ZU BEARBEITEN
Ordne die gesamte folgende Auflistung als JSON-Liste von Zeichenketten an, wobei jede Zeile eine eigene Zeichenkette bildet und Leerzeilen entfallen. Die Bilder lässt du in deiner Antwort weg.

BEREITGESTELLTE DATEN
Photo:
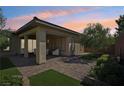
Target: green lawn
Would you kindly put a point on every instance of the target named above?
(9, 75)
(52, 78)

ERGEBNIS DER ÜBUNG
[
  "Photo:",
  "Target: green lawn",
  "Would you kindly put a point on every instance of the target named above?",
  "(9, 75)",
  "(52, 78)"
]